Instructions for the task
Turn all the records below into a Markdown table with a "Row" column numbering each line and a "Text" column holding the line, skipping blank lines. Leave the pictures out.

Records supplied
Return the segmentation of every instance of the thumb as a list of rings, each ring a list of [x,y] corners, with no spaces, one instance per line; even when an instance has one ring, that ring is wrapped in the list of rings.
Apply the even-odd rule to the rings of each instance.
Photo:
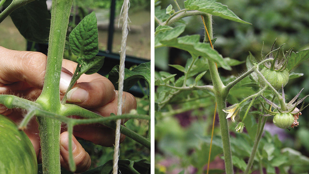
[[[60,136],[60,163],[61,166],[69,170],[69,133],[64,132]],[[76,165],[76,173],[87,170],[90,167],[91,159],[89,154],[74,136],[72,136],[73,158]]]

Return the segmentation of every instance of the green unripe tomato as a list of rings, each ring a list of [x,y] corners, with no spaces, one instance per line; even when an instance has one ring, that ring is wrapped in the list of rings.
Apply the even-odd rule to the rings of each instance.
[[[16,124],[0,115],[0,173],[37,174],[34,148],[26,134]]]
[[[275,89],[278,90],[281,88],[283,85],[284,87],[289,81],[289,72],[287,70],[277,72],[264,67],[261,73]],[[259,79],[260,83],[264,83],[260,78]]]
[[[294,119],[294,116],[290,113],[279,113],[275,115],[273,122],[278,127],[285,129],[291,127]]]

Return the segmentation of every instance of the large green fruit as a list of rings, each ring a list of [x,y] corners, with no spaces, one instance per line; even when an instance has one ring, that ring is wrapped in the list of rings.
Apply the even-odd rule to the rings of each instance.
[[[34,148],[23,131],[6,116],[0,115],[0,173],[36,174]]]
[[[270,84],[277,90],[281,89],[282,85],[284,87],[289,81],[289,72],[287,70],[278,72],[264,67],[261,71],[261,73]],[[260,78],[259,80],[260,83],[264,83]]]
[[[278,127],[285,129],[290,127],[294,120],[294,116],[290,113],[278,113],[274,116],[273,122]]]

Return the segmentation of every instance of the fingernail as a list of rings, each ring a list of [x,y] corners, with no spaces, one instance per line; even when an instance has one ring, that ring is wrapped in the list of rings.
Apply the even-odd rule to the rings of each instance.
[[[74,138],[72,137],[72,138]],[[61,144],[60,145],[61,146],[63,147],[64,149],[66,150],[67,151],[69,151],[69,136],[67,136],[64,139],[62,140],[62,141],[60,141]],[[74,151],[76,148],[76,145],[75,144],[75,143],[74,142],[74,141],[72,140],[72,151]]]
[[[72,75],[61,71],[60,75],[60,84],[59,85],[60,92],[63,93],[66,92],[72,79]]]
[[[71,102],[83,103],[88,98],[88,92],[78,87],[70,90],[67,95],[68,101]]]

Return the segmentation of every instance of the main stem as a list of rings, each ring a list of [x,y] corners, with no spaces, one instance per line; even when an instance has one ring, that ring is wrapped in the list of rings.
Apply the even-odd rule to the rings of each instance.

The answer
| Row | Text |
|---|---|
| 1 | Return the segmentation of every instance of the thumb as a list of rings, each ring a list of [x,y] corners, with no spaces, one instance per line; even when an instance has one ring, that ring is wrapped in the list of rings. |
| 2 | Apply the even-odd rule to the rings of each instance. |
| 3 | Photo: |
| 4 | [[[60,136],[60,163],[61,166],[69,170],[69,133],[64,132]],[[76,165],[76,173],[87,170],[90,167],[91,159],[89,154],[74,136],[72,136],[73,158]]] |
| 5 | Return the segmentation of every instance of the green unripe tomato as a list of rings, each ring a list of [x,y] corners, with no spaces, one instance per line; even when an instance has one ring, that ring is wrapped in the list of rings. |
| 6 | Apply the even-odd rule to the rings of each instance. |
| 7 | [[[16,124],[0,115],[0,173],[37,174],[34,148],[26,134]]] |
| 8 | [[[275,89],[278,90],[281,88],[283,85],[284,87],[289,81],[289,72],[287,70],[277,72],[264,67],[261,73]],[[259,79],[260,83],[264,83],[260,78]]] |
| 9 | [[[294,119],[294,116],[290,113],[279,113],[275,115],[273,122],[278,127],[285,129],[291,127]]] |
| 10 | Return the segmentation of every instance of the large green fruit as a list of rings, each ring a list of [x,y] corners, with no spaces, one instance per line; even when an instance has one ring, that ring is wrapped in the list of rings. |
| 11 | Apply the even-odd rule to the rings of each instance. |
| 12 | [[[34,148],[23,131],[6,116],[0,115],[0,173],[36,174]]] |
| 13 | [[[270,84],[277,90],[281,89],[282,85],[284,87],[289,81],[289,72],[287,70],[278,72],[264,67],[261,71],[261,73]],[[260,78],[259,80],[260,83],[264,83]]] |
| 14 | [[[278,127],[285,129],[290,127],[294,120],[294,116],[290,113],[278,113],[274,116],[273,122]]] |
| 15 | Return the segmentation of every instance of the fingernail as a list of rings, each ring a list of [x,y] corners, with no spaces, one instance per line; even when an instance has one ring, that ring is wrapped in the list of rings. |
| 16 | Apply the even-odd rule to the rings of each instance. |
| 17 | [[[74,138],[72,137],[72,138]],[[61,144],[60,145],[61,146],[63,147],[64,149],[66,150],[67,151],[69,151],[69,136],[67,136],[64,139],[62,140],[62,141],[60,141]],[[74,151],[76,148],[76,145],[75,144],[75,143],[74,142],[74,141],[72,140],[72,151]]] |
| 18 | [[[72,75],[61,71],[60,75],[60,84],[59,85],[60,92],[63,93],[66,92],[72,79]]] |
| 19 | [[[71,102],[83,103],[88,98],[88,92],[78,87],[70,90],[67,95],[68,101]]] |
| 20 | Return the segmentation of every instance of the main stem as a list of rings, each ring a list of [x,y] corners, with no spaces, one instance per line; even when an instance has one ring, that ring is wrapped in the list of rings. |
| 21 | Apply the even-odd rule to the rings of each instance. |